(Point-per-instance localization data)
::::::

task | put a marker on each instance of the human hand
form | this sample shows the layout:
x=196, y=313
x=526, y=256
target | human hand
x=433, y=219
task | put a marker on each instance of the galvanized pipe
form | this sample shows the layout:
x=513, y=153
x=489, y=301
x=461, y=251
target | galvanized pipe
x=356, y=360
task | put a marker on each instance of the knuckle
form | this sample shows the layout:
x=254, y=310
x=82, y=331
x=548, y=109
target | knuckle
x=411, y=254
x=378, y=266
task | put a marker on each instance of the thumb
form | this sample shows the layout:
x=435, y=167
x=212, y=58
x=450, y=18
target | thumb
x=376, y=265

::::::

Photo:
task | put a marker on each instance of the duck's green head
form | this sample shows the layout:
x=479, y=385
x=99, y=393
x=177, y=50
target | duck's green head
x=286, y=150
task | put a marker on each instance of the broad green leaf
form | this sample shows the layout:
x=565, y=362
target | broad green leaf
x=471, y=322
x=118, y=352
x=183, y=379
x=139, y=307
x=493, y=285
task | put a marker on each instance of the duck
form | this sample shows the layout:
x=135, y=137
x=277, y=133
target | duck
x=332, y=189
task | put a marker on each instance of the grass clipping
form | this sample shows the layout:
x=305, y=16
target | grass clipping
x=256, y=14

::::::

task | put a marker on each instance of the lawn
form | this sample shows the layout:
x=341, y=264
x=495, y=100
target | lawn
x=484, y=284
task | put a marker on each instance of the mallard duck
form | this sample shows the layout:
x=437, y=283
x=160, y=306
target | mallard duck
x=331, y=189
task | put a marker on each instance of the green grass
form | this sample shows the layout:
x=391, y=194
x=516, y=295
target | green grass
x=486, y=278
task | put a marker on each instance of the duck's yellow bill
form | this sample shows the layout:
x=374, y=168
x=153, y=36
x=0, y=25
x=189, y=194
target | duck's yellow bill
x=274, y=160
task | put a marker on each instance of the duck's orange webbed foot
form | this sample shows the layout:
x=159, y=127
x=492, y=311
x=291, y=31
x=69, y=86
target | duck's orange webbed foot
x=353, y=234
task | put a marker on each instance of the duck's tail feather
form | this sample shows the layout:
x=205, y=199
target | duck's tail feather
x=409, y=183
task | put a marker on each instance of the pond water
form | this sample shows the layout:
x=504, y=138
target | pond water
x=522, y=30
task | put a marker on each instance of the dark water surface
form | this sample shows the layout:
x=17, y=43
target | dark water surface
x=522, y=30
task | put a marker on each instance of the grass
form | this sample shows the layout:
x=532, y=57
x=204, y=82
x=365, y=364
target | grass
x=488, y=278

::::::

**ASSIGNMENT**
In the data above, find the line that contains "target | broad green leaf" and the line that contains "x=305, y=16". Repeat exactly those lines and every line between them, and only those.

**RESULT OF THE EXERCISE**
target | broad green leaf
x=471, y=322
x=118, y=352
x=183, y=379
x=139, y=307
x=493, y=285
task | put a marker on each instance of the duck
form | this sample shows the layout:
x=135, y=137
x=277, y=133
target | duck
x=332, y=189
task | put a marker on each instance of the grass clipping
form | this sample shows the layout:
x=305, y=16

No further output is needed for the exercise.